◆ Exercise objective ◆
Copy out the passage about the family photo shoot, from "We had professional" up to and including "usually frayed nerves.".

We had professional photos taken of our daughters, and as we made our way back home, tired but content, I thought of how well the whole thing had gone. I had expected a bit more fussing, and while a few tears had been shed, for the most part it was meltdown free. Amazing.
With naps refused prior to the shoot, I was realistically prepared for the worst. It hadn’t been bad though, and had in fact been kind of fun.
I laughed to myself with the memory of my husband leaping through the air to catch a wayward balloon that one of the girls had let go of prematurely. He had resembled a basketball player, and if a hoop would have been present, I had no doubt it would have been a slam dunk.
Aside from rescuing runaway props, doing the heavy lifting, and taking turns with holding the baby, his presence had a soothing effect on me. Something about his being there calmed my usually frayed nerves.
I had feared rain and running late, or little girl problems like unruly hair and stains on frocks, none of which had any importance in the grand scheme of life, but somehow made a woman want to grit her teeth in frustration and angst. But he was there and that somehow changed everything. It somehow changed me.

[Stored data]
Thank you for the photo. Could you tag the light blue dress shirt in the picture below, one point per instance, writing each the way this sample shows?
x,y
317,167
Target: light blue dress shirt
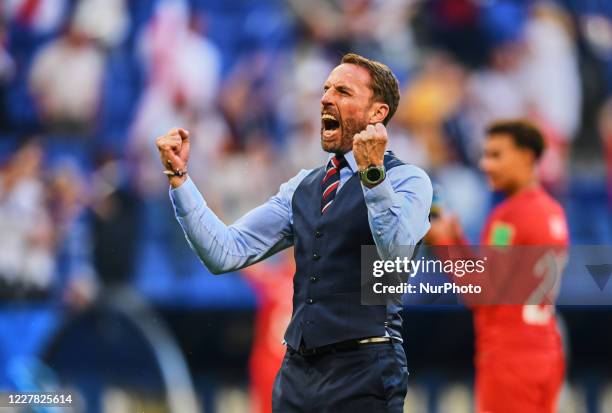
x,y
398,211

◆ Expected answer ◆
We had professional photos taken of our daughters, and as we made our way back home, tired but content, I thought of how well the whole thing had gone. I had expected a bit more fussing, and while a few tears had been shed, for the most part it was meltdown free. Amazing.
With naps refused prior to the shoot, I was realistically prepared for the worst. It hadn’t been bad though, and had in fact been kind of fun.
I laughed to myself with the memory of my husband leaping through the air to catch a wayward balloon that one of the girls had let go of prematurely. He had resembled a basketball player, and if a hoop would have been present, I had no doubt it would have been a slam dunk.
Aside from rescuing runaway props, doing the heavy lifting, and taking turns with holding the baby, his presence had a soothing effect on me. Something about his being there calmed my usually frayed nerves.